Image point grounding data
-- Opening Marker --
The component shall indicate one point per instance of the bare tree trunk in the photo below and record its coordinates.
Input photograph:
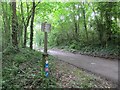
(31, 26)
(14, 25)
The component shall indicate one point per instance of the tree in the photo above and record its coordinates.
(14, 24)
(31, 25)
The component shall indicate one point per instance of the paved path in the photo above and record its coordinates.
(100, 66)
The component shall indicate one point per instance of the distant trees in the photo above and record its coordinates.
(73, 23)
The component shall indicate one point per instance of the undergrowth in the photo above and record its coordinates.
(23, 69)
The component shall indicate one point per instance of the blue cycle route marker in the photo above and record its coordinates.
(46, 69)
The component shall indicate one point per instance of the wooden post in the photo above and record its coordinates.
(45, 42)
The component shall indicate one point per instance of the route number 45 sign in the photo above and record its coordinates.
(45, 27)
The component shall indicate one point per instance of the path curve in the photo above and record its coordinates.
(103, 67)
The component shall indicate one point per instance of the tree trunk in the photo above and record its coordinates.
(31, 26)
(84, 16)
(14, 25)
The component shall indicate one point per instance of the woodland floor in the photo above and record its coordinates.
(23, 70)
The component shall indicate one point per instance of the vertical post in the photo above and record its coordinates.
(45, 42)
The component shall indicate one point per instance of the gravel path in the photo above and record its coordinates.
(99, 66)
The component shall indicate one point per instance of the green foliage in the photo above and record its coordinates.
(24, 70)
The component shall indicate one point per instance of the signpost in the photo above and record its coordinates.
(45, 27)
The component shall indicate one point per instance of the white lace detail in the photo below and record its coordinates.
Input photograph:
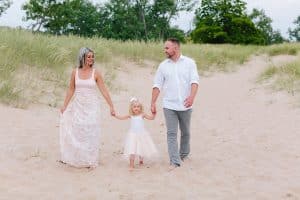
(139, 141)
(80, 125)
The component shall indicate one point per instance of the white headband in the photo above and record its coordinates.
(133, 99)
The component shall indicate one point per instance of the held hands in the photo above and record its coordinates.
(112, 111)
(188, 102)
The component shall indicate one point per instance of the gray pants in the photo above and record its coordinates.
(173, 118)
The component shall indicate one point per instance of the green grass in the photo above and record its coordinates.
(280, 49)
(47, 60)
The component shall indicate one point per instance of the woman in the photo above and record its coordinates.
(79, 125)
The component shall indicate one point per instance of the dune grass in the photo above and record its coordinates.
(35, 68)
(284, 77)
(280, 49)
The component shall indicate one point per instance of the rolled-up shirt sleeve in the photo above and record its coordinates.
(158, 79)
(194, 74)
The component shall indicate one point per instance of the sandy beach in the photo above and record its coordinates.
(244, 145)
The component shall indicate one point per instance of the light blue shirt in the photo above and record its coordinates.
(175, 80)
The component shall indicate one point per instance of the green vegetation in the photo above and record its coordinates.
(35, 68)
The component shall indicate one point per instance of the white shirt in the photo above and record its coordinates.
(175, 79)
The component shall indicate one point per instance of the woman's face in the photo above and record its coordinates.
(89, 59)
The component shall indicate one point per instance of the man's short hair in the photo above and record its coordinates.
(174, 40)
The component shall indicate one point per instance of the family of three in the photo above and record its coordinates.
(176, 77)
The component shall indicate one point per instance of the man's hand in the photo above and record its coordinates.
(188, 102)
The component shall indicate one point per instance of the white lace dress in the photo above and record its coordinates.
(138, 140)
(80, 125)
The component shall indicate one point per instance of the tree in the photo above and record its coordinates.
(294, 34)
(224, 21)
(263, 23)
(4, 5)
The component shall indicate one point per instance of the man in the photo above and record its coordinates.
(177, 76)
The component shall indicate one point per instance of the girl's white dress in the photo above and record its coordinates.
(138, 140)
(80, 125)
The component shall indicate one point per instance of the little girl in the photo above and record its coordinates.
(138, 142)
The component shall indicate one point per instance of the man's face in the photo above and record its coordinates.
(170, 49)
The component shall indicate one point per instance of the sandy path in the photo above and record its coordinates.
(245, 145)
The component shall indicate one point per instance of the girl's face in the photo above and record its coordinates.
(89, 59)
(136, 109)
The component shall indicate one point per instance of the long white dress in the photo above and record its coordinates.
(138, 140)
(80, 125)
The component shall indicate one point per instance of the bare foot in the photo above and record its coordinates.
(172, 167)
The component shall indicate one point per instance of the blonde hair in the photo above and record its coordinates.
(135, 101)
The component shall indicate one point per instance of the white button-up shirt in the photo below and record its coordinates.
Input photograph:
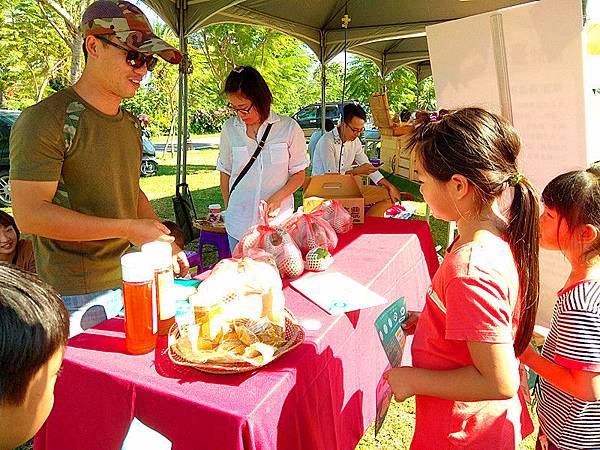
(283, 155)
(327, 155)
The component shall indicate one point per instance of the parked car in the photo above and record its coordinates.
(309, 119)
(7, 118)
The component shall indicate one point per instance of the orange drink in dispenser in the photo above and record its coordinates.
(140, 304)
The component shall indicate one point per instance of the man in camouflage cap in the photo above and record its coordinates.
(75, 167)
(129, 24)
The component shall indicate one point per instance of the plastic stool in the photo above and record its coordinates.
(193, 258)
(216, 238)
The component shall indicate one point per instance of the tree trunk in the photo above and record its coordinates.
(77, 56)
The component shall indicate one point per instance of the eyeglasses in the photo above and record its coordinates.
(355, 130)
(242, 110)
(134, 58)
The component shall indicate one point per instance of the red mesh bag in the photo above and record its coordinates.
(310, 231)
(273, 240)
(337, 216)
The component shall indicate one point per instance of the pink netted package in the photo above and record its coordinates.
(337, 216)
(273, 240)
(310, 231)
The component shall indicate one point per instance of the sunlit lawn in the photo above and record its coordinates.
(203, 180)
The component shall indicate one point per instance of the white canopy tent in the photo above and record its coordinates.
(390, 32)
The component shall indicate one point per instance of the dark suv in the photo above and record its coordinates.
(7, 118)
(309, 118)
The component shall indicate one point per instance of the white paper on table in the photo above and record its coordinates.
(142, 436)
(336, 293)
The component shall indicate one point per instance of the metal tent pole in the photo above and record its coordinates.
(181, 96)
(323, 81)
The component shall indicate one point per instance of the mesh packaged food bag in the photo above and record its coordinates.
(273, 240)
(337, 216)
(310, 231)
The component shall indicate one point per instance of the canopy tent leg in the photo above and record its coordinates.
(323, 81)
(185, 68)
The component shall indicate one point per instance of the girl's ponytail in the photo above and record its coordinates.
(523, 237)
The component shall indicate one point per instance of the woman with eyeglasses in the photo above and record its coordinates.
(272, 175)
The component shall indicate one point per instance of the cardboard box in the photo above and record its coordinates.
(342, 188)
(396, 156)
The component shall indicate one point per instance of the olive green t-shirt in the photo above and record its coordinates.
(98, 175)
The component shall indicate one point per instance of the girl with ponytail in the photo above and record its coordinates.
(480, 310)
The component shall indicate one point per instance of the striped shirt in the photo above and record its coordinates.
(573, 342)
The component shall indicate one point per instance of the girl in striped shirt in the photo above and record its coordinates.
(569, 366)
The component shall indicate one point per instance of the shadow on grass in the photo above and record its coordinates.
(201, 198)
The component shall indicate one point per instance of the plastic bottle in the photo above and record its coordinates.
(140, 304)
(159, 254)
-- Closing Marker --
Retype all of the entries exactly as written, leaving out any images.

The component shall indicate one point per instance of the bare tree trunk in the photo below and record its coordinates.
Input photograph:
(31, 26)
(14, 25)
The component shall indicate one point per instance of the tree in the photo above and record its coordinates.
(14, 24)
(31, 25)
The component shall indicate one point per instance of the paved path in the photo above and record its coordinates.
(100, 66)
The component shall indicate one point per instance of the distant trees in the photo above and record its coordinates.
(73, 23)
The component shall indicate one point per instance of the undergrowth in the photo above and record its coordinates.
(23, 69)
The component shall indicate one point per instance of the blue cycle route marker in the photo above and record its coordinates.
(46, 69)
The component shall indicate one point per instance of the wooden post in the photo above and record its coordinates.
(45, 42)
The component shall indicate one point per instance of the route number 45 sign in the photo above and record its coordinates.
(45, 27)
The component shall indicate one point per instance of the path curve in the photo above and record its coordinates.
(103, 67)
The component shall indicate one point per instance of the tree trunk in the photo above and record its coordinates.
(31, 26)
(84, 16)
(14, 25)
The component shall indicate one point per instance of the woodland floor in the photo above and record its coordinates.
(23, 70)
The component shall indicate one point per instance of the vertical post in the photo above and record its coordinates.
(45, 42)
The component shall indicate one point per instance of the gravel path in the photo above and record its coordinates.
(99, 66)
The component shall indicate one point per instance of the green foliage in the photo above and record its coordinates.
(24, 70)
The component shall indicate one point per instance of the signpost in the photo above and record its coordinates.
(45, 27)
The component shall indicate one point per instance of the white lace detail in the photo below and record its coordinates.
Input photograph:
(139, 141)
(80, 125)
The component shall indicate one point per instance of the white headband in the photo above and record its coordinates.
(133, 99)
The component shall indicate one point per instance of the held hands in the photo above and record its coordinates.
(112, 111)
(188, 102)
The component shall indicate one point per instance of the gray pants in the photo above and record its coordinates.
(173, 118)
The component shall indicate one point per instance of the green grass in the photo above and record its coordinates.
(280, 49)
(47, 60)
The component shall indicate one point per instance of the woman in the photo above and record its coordinates.
(79, 125)
The component shall indicate one point per instance of the dune grass in the photo above and record its coordinates.
(35, 68)
(284, 77)
(280, 49)
The component shall indicate one point per instance of the rolled-up shirt sleeve in the photo above and record its coordinates.
(158, 79)
(194, 74)
The component shall indicate one point per instance of the sandy beach in the photo above and record its coordinates.
(244, 145)
The component shall indicate one point per instance of the light blue shirt in the photo above and record its coordinates.
(175, 80)
The component shall indicate one point per instance of the green vegetation in the photo above and record its coordinates.
(35, 68)
The component shall indicate one point per instance of the white shirt in the photo above and record its coordinates.
(175, 79)
The component shall indicate one point per instance of the woman's face in the photo above and record its coordinates.
(89, 59)
The component shall indicate one point per instance of the man's short hair in the photo above and record its coordinates.
(174, 40)
The component shall indicate one point per instance of the family of three in the photo above and record its coordinates.
(176, 77)
The component shall indicate one point per instance of the man's hand in the photo above and record its coordinates.
(188, 102)
The component shall indicate one point per instance of the white lace dress in the photo above and record its coordinates.
(138, 140)
(80, 125)
The component shall indicate one point per instance of the tree in the photo above and record its coordinates.
(294, 34)
(224, 21)
(263, 23)
(4, 5)
The component shall indicate one point per instance of the man in the photo above and record its coordinates.
(177, 76)
The component shall indicate one point per instance of the girl's white dress in the photo above and record its coordinates.
(138, 140)
(80, 125)
The component shall indicate one point per instance of the little girl in the photo above and record its coordinates.
(138, 142)
The component shall indicate one point per instance of the man's face in the photo above and record its coordinates.
(170, 49)
The component shall indicate one point per instance of the sandy path in the photo above and record its coordinates.
(245, 145)
The component shall indicate one point per instance of the girl's face in the photo above and record its coordinates.
(89, 59)
(136, 109)
The component shall indicate one point per instance of the long white dress in the photo above and record its coordinates.
(138, 140)
(80, 125)
The component shall indicate one point per instance of the bare foot in the photo above and record its coordinates.
(172, 167)
The component shall indicate one point per instance of the blonde hair in the photo above and record its coordinates.
(135, 101)
The component shall indicate one point per instance of the white button-up shirt in the photo below and record its coordinates.
Input photograph:
(283, 155)
(327, 155)
The component shall indicate one point per instance of the parked car in the photo above and record its coordinates.
(309, 119)
(7, 118)
The component shall indicate one point per instance of the orange drink in dispenser in the photo above and record its coordinates.
(140, 304)
The component shall indicate one point per instance of the man in camouflage cap in the photo above and record its coordinates.
(75, 167)
(129, 24)
The component shall indicate one point per instance of the plastic stool in the photo above and record its coordinates.
(193, 258)
(216, 238)
The component shall indicate one point per instance of the tree trunk in the photo above and record its coordinates.
(77, 56)
The component shall indicate one point per instance of the eyeglasses in the photo above and record its coordinates.
(355, 130)
(242, 110)
(134, 58)
The component shall indicate one point per instance of the red mesh bag in the photo above and record its coordinates.
(310, 231)
(273, 240)
(337, 216)
The component shall indicate one point per instance of the pink netted package in the photo above and record its coordinates.
(337, 216)
(273, 240)
(310, 231)
The component shall indicate one point per instance of the sunlit lawn in the photo above and record its coordinates.
(203, 180)
The component shall indicate one point per instance of the white canopy tent in the photo above and record its coordinates.
(390, 32)
The component shall indicate one point per instance of the dark suv in the photo above and record its coordinates.
(7, 118)
(309, 118)
The component shall indicate one point per instance of the white paper on table in the photo above and record its coordinates.
(142, 436)
(336, 293)
The component shall indicate one point per instance of the metal tent pole in the photo above and record its coordinates.
(181, 96)
(323, 81)
The component shall indicate one point per instance of the mesh packaged food bag in the photo above and record its coordinates.
(273, 240)
(337, 216)
(310, 231)
The component shall indicate one point per instance of the canopy tent leg in the photo above and record its coordinates.
(323, 81)
(185, 68)
The component shall indicate one point per instance of the girl's ponytail in the photo above and record its coordinates.
(523, 237)
The component shall indicate one point per instance of the woman with eyeglasses in the photo above and record its coordinates.
(272, 175)
The component shall indicate one point per instance of the cardboard box in the photo above and record its coordinates.
(342, 188)
(396, 156)
The component shall indicate one point per instance of the olive green t-shirt in the photo above and record its coordinates.
(98, 175)
The component shall indicate one point per instance of the girl with ponytail in the photo above and record its coordinates.
(480, 310)
The component shall indicate one point per instance of the striped shirt in the photo above and record its coordinates.
(573, 342)
The component shall indicate one point per instance of the girl in striped shirt in the photo above and record its coordinates.
(569, 366)
The component shall indicate one point per instance of the shadow on grass in the photo above and record its coordinates.
(201, 198)
The component shall indicate one point per instance of the plastic bottle in the photo above and record its coordinates.
(140, 304)
(159, 254)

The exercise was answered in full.